(Records from a data collection)
----------
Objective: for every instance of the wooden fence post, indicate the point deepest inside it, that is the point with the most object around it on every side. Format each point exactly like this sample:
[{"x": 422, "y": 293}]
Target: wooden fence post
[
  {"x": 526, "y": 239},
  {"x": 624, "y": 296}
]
----------
What is being asked:
Restate all of the entries exactly, please.

Solution:
Objective: for every instance of the wooden fence post, indicate the point deepest inside it, that is the point with the most object around it on every side. Format each point exactly like this sample:
[{"x": 422, "y": 293}]
Target: wooden fence post
[
  {"x": 526, "y": 239},
  {"x": 624, "y": 296}
]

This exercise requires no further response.